> _DOCUMENT EXTRACT_:
Kansas Army veteran can’t get his adopted daughter citizenship
A federal appellate court will hear the case of a Kansas military family fighting the deportation of their adopted daughter next month, attorneys for the family said Monday.
Retired Army Lt. Col. Patrick Schreiber was deployed to Afghanistan in 2013 when a critical deadline passed for his now-adopted daughter Hyebin to be able to apply for U.S. citizenship.
After he returned from his year long-deployment, Schreiber and wife Soo Jin completed their formal adoption of Hyebin. But she had just turned 17 and the U.S. Citizenship and Immigration Services age limit for a foreign-born adopted child to become a naturalized U.S. citizen is 16.
When he pursued citizenship for Hyebin, Schreiber had also argued that his legal adoption of Hyebin had made her his legitimized child, which qualified her to pursue a visa as his dependent. USCIS argued that a biological connection was required between parent and child, a position the U.S. District Court for the District of Kansas ruled in favor of last September. The family is appealing that decision.
The district court’s decision meant that Hyebin, who is currently in the U.S. legally on a student visa, will have to leave the U.S. after she graduates college. She is expected to graduate this December from the University of Kansas with a degree in chemical engineering.
Schreiber, who served in the military for 27 years, met his wife in Korea in the 1990s while he was deployed there. They took in Hyebin, who is Soo Jin’s niece, as their own daughter when she was 15.
Over the last few months, the family has gotten additional legal help to prepare for their appeal, and are now represented by their original attorney Rekha Sharma-Crawford and a team of attorneys from Georgetown University’s Institute for Constitutional Advocacy and Protection. Their case and oral arguments will be heard in front of the United States Court of Appeals for the Tenth Circuit in Denver on Sept. 26.
“Lt. Col. Schreiber served his country his entire career. He is trying to keep his family together,” said senior counsel Robert Friedman, an attorney at Georgetown.
Sharma-Crawford said if the federal appellate court also rules against Hyebin, the family will appeal to the U.S. Supreme Court.

> _ACTION ITEM_:
List every person named in the article about the Kansas Army veteran's adopted daughter.

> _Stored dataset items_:
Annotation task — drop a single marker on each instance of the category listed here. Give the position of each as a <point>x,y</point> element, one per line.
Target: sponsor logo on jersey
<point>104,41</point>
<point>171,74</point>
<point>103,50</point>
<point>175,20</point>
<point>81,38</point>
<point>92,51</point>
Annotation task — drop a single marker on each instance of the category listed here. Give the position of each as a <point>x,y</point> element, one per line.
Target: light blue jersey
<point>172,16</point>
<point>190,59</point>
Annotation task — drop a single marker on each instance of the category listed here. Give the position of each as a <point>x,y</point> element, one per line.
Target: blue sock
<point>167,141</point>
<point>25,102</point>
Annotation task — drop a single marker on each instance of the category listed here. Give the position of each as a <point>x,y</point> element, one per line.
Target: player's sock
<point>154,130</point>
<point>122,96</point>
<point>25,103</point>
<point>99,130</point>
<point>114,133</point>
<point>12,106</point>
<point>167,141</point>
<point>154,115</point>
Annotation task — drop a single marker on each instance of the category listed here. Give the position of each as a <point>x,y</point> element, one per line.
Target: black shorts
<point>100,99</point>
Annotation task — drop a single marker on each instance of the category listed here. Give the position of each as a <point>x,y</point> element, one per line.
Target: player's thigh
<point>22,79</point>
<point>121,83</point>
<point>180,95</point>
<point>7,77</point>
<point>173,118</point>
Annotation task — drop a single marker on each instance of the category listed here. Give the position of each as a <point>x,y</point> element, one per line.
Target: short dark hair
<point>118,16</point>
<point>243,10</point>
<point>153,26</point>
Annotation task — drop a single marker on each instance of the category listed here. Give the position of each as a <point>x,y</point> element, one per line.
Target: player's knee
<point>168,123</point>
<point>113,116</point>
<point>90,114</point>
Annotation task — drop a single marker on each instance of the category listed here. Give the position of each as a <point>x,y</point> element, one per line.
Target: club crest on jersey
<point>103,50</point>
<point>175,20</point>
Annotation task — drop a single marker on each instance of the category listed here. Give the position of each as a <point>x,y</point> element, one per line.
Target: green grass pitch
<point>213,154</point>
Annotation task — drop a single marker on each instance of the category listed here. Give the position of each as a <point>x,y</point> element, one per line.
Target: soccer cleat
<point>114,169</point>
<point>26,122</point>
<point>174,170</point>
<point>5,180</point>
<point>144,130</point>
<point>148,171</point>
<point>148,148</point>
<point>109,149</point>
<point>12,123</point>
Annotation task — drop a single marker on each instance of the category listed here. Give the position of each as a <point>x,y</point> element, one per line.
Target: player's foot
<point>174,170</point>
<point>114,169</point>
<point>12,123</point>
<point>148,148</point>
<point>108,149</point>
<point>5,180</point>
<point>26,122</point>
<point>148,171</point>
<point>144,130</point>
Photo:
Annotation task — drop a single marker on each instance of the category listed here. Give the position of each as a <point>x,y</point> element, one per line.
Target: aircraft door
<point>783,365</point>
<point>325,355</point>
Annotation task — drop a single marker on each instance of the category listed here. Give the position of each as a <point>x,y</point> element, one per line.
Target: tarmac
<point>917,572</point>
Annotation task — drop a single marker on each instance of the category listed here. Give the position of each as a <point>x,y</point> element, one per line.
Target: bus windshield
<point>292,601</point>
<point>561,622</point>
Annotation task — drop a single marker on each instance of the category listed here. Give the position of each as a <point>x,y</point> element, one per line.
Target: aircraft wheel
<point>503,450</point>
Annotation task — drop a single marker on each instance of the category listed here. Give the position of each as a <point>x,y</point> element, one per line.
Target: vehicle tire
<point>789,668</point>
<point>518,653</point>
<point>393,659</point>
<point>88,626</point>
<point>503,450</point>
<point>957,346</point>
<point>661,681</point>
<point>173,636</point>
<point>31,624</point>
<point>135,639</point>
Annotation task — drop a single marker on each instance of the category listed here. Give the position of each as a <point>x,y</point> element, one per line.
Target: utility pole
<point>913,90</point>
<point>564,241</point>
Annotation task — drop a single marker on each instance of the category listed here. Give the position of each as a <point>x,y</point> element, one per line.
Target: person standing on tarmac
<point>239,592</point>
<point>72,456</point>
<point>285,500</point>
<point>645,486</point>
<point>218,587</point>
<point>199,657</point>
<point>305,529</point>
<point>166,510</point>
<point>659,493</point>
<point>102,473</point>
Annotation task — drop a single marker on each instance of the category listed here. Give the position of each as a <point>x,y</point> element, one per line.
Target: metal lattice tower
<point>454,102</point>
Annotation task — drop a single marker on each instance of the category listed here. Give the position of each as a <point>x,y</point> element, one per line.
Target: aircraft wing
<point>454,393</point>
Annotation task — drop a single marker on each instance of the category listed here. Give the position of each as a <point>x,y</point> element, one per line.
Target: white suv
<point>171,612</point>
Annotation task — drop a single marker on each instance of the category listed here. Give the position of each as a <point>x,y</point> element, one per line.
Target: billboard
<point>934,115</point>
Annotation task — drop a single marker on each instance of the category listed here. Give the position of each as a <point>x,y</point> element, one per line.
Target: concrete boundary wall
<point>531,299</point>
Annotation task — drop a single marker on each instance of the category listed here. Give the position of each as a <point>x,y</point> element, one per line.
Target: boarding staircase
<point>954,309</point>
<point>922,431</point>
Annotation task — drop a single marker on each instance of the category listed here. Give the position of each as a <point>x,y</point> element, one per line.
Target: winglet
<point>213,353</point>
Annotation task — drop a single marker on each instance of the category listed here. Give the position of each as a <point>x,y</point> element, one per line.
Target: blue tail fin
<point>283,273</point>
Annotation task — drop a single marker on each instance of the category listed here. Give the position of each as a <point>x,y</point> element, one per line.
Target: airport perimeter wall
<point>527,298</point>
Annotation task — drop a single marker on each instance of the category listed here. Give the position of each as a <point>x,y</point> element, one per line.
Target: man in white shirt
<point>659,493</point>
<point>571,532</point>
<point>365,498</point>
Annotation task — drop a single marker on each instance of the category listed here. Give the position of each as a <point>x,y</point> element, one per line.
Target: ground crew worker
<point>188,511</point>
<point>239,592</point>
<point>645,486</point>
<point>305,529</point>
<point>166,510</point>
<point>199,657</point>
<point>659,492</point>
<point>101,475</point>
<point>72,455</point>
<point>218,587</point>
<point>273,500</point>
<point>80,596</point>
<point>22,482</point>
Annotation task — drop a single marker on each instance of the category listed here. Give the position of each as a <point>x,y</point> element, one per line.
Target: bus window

> _WRITTEN RESPONSE_:
Patrick Schreiber, Hyebin, Soo Jin, Rekha Sharma-Crawford, Robert Friedman